[Phrase grounding data]
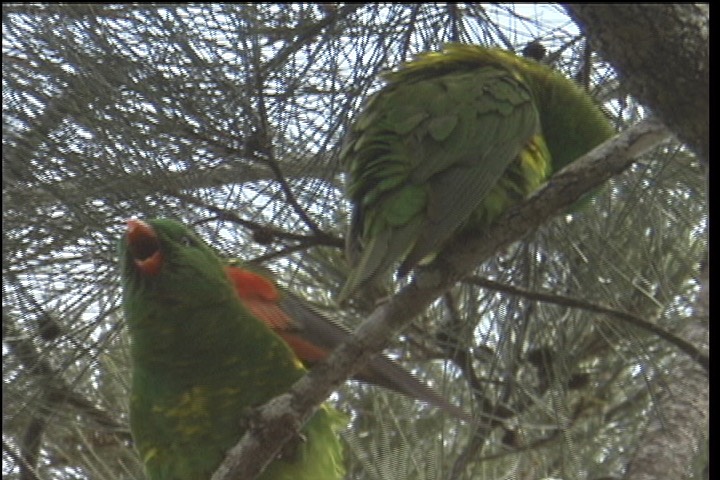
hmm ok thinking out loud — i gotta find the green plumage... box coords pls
[339,44,614,301]
[119,219,345,480]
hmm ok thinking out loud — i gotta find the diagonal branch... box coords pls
[211,118,672,480]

_EXERCISE GOAL_
Pictures stay out; the data above is to be returned exactly.

_SOLUTION TO THE EXERCISE_
hmm ok thinking out loud — i gotta find the green plumage... box coords pls
[339,44,614,301]
[119,219,345,480]
hmm ok thinking out loud — i gotta find the diagonal branch... box coords pls
[211,118,672,480]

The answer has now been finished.